DIRECTIONS.
Copy the lines of the material below verbatim, from the line containing "The image above might contain a silver nissan" through the line containing "[24,200,770,474]", with both of those lines included.

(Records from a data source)
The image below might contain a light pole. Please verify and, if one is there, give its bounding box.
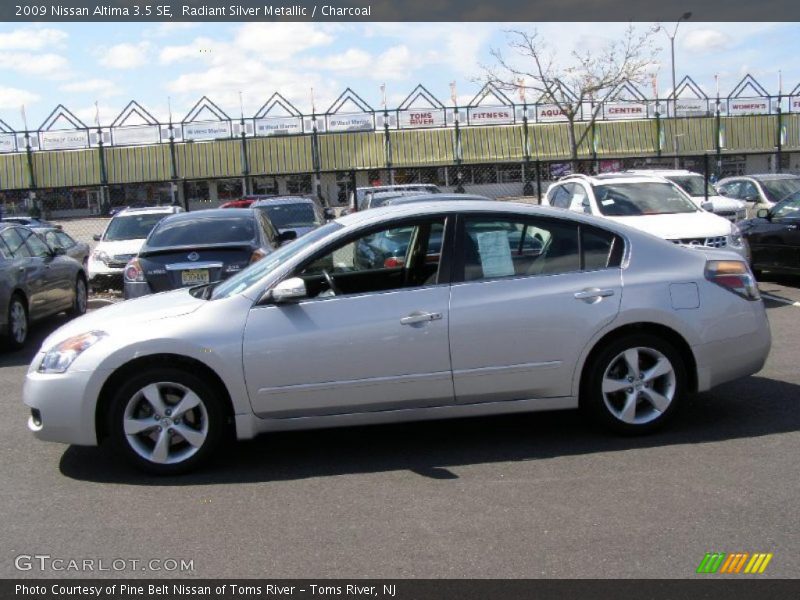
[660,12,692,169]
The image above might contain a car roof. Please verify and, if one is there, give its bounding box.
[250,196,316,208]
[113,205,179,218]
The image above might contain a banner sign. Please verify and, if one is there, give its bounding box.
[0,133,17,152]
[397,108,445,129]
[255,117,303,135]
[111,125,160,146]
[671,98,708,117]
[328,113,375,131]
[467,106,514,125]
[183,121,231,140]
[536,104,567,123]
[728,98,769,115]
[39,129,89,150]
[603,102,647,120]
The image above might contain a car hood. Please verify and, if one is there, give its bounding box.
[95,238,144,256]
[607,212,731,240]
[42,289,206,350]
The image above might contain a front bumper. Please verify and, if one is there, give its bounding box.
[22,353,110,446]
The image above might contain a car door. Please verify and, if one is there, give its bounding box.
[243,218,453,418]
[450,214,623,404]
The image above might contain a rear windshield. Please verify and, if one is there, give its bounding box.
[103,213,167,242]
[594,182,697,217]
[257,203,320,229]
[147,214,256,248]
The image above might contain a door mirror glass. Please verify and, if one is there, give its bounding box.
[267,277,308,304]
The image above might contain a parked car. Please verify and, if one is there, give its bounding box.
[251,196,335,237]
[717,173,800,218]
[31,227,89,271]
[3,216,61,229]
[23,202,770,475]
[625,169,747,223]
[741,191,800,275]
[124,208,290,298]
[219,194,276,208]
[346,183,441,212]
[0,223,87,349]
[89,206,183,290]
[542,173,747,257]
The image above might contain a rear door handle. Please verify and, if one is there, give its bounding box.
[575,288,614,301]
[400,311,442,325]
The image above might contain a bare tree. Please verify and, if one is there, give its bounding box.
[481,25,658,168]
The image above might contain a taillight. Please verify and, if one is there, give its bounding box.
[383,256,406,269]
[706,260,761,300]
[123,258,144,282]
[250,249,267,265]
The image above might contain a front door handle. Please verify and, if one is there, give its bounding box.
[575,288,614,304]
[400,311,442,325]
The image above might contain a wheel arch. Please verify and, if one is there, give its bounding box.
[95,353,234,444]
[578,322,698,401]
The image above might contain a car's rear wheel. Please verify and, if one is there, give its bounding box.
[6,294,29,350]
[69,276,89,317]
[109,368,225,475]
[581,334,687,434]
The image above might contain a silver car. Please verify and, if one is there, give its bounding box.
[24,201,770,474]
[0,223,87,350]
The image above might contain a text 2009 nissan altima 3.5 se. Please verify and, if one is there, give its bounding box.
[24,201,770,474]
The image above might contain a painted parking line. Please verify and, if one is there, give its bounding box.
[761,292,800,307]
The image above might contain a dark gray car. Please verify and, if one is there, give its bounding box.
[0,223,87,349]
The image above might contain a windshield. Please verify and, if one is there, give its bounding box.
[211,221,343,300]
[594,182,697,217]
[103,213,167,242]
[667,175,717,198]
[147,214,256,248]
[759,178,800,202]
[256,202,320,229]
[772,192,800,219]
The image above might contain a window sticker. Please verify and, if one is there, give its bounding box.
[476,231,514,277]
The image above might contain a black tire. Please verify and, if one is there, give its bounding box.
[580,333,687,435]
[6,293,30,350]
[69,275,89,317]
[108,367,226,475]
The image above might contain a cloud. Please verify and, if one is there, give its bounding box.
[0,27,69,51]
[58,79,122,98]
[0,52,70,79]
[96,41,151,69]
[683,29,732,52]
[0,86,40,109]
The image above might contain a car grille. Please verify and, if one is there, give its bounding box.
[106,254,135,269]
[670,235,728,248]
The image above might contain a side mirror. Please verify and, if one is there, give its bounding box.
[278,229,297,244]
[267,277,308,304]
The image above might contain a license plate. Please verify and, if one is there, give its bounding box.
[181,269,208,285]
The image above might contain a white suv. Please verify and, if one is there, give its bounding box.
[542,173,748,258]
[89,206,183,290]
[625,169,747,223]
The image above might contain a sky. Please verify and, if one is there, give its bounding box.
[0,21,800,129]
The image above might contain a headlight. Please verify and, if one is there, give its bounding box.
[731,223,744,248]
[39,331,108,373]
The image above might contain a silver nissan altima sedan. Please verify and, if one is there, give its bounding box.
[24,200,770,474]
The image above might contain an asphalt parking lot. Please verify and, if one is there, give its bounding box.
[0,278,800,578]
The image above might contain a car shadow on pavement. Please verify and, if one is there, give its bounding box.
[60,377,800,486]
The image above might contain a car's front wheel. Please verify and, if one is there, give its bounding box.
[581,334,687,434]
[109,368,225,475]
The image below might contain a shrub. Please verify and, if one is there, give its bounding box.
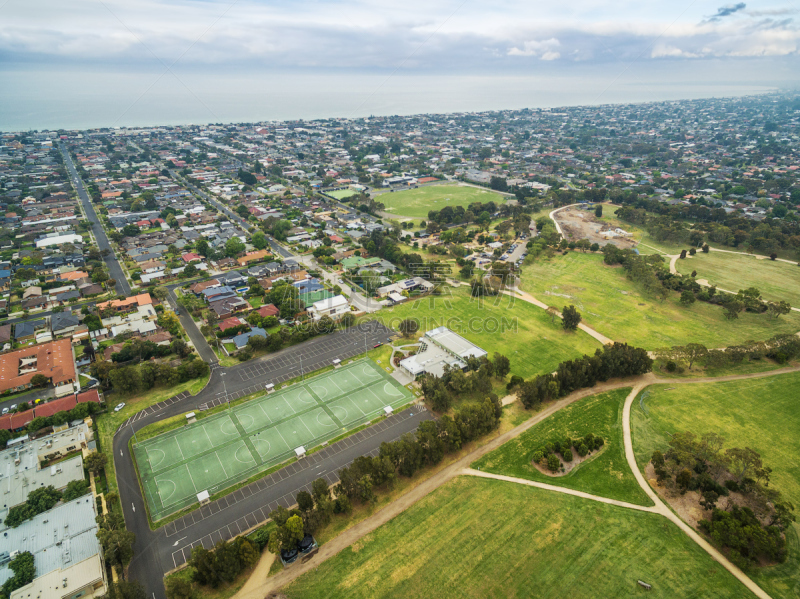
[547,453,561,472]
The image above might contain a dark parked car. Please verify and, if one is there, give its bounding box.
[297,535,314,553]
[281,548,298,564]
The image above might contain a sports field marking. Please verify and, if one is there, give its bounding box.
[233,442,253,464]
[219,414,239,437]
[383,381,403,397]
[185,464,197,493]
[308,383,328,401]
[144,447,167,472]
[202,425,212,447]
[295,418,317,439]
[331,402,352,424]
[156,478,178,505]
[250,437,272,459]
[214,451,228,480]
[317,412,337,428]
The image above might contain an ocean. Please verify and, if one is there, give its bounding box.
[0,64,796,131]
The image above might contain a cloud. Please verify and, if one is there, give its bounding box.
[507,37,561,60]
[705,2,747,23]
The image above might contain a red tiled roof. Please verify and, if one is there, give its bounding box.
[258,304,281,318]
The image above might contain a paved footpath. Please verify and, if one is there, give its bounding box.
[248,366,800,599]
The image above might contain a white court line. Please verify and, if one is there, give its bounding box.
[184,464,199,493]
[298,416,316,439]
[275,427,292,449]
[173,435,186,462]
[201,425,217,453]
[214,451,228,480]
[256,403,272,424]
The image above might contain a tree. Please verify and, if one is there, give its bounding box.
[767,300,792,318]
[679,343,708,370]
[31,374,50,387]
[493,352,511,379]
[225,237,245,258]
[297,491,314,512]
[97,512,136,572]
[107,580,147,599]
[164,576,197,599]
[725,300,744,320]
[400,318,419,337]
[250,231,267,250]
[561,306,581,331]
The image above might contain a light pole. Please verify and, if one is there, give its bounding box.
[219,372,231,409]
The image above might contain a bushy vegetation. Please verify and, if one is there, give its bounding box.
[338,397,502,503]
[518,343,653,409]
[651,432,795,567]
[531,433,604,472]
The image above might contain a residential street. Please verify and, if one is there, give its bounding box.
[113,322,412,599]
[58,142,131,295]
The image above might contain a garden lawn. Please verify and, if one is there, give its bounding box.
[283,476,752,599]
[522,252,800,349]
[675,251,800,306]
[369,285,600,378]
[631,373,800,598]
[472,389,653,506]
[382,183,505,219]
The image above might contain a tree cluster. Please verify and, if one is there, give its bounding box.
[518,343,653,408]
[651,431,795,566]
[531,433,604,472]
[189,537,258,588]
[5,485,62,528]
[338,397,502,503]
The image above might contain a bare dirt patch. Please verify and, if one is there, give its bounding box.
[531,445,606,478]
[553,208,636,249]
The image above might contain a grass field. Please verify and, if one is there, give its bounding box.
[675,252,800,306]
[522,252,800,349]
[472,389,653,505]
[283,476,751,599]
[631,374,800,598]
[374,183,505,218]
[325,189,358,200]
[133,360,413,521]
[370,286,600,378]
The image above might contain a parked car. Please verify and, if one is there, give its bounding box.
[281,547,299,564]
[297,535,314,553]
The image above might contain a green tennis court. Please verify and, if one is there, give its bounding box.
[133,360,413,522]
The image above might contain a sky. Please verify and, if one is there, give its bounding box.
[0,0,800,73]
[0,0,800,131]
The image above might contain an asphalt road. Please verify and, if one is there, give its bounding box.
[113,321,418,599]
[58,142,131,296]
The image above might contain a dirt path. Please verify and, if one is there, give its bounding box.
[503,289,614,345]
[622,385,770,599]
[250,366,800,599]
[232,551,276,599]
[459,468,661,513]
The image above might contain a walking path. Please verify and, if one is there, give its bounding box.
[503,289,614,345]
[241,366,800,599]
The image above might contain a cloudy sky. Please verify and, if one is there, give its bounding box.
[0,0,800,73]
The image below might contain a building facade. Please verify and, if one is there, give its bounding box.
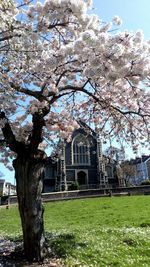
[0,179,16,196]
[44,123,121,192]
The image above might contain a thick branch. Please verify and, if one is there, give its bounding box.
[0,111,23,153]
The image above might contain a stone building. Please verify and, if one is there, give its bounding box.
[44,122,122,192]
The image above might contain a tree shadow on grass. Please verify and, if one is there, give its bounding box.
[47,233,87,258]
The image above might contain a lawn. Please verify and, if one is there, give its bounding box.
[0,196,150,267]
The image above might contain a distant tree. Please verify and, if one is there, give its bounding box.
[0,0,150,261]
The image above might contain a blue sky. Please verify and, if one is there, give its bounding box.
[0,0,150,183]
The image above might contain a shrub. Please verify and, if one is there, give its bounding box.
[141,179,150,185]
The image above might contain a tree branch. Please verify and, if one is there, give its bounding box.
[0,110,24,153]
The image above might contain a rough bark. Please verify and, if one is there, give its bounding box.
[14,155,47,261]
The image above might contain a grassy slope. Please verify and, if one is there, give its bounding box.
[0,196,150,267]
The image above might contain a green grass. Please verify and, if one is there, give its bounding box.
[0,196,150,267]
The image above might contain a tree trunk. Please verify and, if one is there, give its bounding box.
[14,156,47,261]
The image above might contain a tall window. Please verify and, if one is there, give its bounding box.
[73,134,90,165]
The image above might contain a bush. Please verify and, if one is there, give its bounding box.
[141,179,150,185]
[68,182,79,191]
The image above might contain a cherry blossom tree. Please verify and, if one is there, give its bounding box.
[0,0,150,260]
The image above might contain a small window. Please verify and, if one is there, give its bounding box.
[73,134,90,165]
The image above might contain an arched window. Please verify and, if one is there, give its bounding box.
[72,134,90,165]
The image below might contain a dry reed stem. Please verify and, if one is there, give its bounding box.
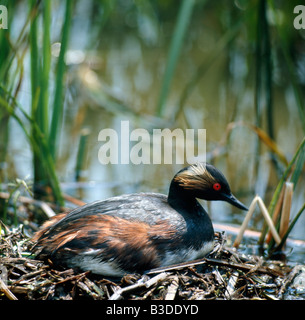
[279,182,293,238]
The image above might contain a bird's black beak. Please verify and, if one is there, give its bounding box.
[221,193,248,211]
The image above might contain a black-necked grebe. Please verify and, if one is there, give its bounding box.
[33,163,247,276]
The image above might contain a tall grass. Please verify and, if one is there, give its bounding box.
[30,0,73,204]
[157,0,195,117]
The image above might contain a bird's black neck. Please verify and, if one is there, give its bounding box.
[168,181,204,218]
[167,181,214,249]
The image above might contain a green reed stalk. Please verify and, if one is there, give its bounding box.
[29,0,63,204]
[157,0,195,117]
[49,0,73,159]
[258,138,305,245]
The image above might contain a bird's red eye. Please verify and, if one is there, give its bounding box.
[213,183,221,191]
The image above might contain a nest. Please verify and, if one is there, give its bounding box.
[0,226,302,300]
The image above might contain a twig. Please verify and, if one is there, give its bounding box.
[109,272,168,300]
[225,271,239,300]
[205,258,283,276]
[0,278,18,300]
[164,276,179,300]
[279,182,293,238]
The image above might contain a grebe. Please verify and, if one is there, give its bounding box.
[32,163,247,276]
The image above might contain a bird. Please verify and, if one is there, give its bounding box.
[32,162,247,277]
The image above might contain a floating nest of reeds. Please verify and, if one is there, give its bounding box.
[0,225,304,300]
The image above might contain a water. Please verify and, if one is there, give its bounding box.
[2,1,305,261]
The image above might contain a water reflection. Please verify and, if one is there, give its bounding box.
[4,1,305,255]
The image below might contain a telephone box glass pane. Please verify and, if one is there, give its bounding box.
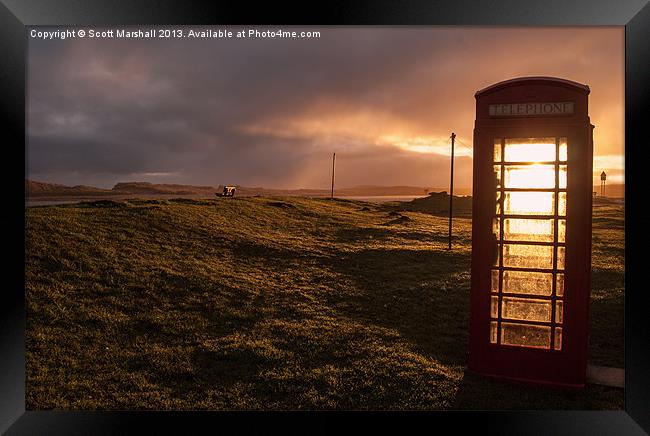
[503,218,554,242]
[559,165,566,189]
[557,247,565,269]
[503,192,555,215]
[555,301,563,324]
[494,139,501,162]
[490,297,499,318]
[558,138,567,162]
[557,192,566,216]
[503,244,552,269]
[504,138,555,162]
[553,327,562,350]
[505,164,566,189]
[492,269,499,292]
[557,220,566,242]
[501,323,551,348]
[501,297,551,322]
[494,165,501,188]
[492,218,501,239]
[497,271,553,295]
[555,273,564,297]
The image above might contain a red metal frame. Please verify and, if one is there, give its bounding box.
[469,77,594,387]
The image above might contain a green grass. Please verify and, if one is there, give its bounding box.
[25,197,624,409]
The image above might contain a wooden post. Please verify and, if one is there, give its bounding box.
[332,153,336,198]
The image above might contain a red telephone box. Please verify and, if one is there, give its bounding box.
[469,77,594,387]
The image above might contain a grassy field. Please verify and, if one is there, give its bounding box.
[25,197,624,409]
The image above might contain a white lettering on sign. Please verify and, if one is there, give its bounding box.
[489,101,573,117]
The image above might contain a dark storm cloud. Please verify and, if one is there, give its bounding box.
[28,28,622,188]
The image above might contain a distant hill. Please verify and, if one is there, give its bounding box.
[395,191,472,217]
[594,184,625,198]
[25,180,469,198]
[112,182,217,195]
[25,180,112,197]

THE SOLUTION.
The image above might contain a silver nissan altima sedan. Please verify and, if one is there, give its bounding box.
[24,200,770,474]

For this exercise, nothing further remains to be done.